▶ _Coordinate annotation entries_:
◇ ◇ ◇ ◇ ◇ ◇ ◇

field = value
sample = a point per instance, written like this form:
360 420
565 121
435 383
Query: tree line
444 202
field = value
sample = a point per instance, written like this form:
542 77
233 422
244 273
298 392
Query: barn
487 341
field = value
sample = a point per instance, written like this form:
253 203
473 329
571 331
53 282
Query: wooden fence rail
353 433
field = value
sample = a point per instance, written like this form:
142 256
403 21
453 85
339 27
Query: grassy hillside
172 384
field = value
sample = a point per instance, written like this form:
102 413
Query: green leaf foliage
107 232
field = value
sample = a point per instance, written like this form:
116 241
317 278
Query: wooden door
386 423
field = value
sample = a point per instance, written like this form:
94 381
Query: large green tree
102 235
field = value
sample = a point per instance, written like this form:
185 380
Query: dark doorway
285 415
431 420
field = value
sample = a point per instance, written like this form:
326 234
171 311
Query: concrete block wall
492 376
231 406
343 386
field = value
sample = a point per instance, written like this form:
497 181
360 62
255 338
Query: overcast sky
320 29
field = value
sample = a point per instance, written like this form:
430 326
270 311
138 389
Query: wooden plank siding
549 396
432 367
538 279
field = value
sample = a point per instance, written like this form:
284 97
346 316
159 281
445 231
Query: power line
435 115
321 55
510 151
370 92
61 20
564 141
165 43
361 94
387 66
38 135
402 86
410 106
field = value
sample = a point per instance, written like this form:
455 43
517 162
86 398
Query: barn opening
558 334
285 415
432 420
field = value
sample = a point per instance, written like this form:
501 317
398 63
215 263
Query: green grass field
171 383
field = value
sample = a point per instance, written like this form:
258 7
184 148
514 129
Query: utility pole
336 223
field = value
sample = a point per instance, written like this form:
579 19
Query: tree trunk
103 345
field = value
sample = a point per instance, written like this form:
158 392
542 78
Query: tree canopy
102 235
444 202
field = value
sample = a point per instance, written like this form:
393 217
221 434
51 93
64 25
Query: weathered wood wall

◇ ◇ ◇ ◇ ◇ ◇ ◇

▶ _Your instructions_: Return the material in full, exactly as shown.

▶ _Expected output_:
field = value
sample = a point per instance, written like this form:
360 420
565 121
435 383
Query: tree line
444 202
field = value
sample = a point per instance, written like this form:
542 77
233 422
244 273
298 392
Query: barn
487 341
field = value
sample = a point per instance, written like this form:
253 203
473 329
571 331
53 282
Query: wooden fence rail
353 433
field = value
sample = a point per instance, written like this form:
142 256
403 21
453 85
339 27
Query: grassy hillside
172 384
field = value
sample = a point per instance, written like this form:
102 413
Query: green leaf foliage
107 232
field = value
sample = a point per instance, written like this form:
116 241
317 278
Query: wooden door
386 423
field = value
sample = a point per instance, written like this form:
94 381
Query: large green tree
102 235
field = value
sample = a point per instance, written like this form:
185 380
Query: dark doorway
285 415
431 420
field = value
sample = a point per instance, written like this form:
326 234
171 311
Query: concrete block wall
492 376
231 406
343 386
field = value
sample = a point per instance, written like this form:
497 181
360 62
255 338
Query: overcast sky
320 29
field = value
sample = a point per instance, written like this form:
430 326
270 311
138 389
Query: wooden plank siding
549 396
432 367
538 279
field = value
sample = a point per instance, written like this form:
284 97
346 316
159 281
445 231
Query: power line
435 115
321 55
510 151
370 92
61 20
564 141
165 43
361 94
387 66
38 135
402 86
410 106
field = value
sample = a point per instance, written like this form:
455 43
517 162
86 398
Query: barn opening
558 334
285 415
432 420
field = value
sample = a point per instance, written like this form:
501 317
398 63
215 263
Query: green grass field
171 383
field = value
sample = a point per instance, written like this form:
258 7
184 148
514 129
Query: utility pole
336 223
field = value
sample = a point per instance, written like this form:
579 19
Query: tree trunk
103 345
field = value
sample = a point per instance, written like this form:
158 392
542 78
Query: tree canopy
102 235
444 202
field = value
sample = a point per instance, written like this form:
393 217
221 434
51 93
64 25
Query: weathered wood wall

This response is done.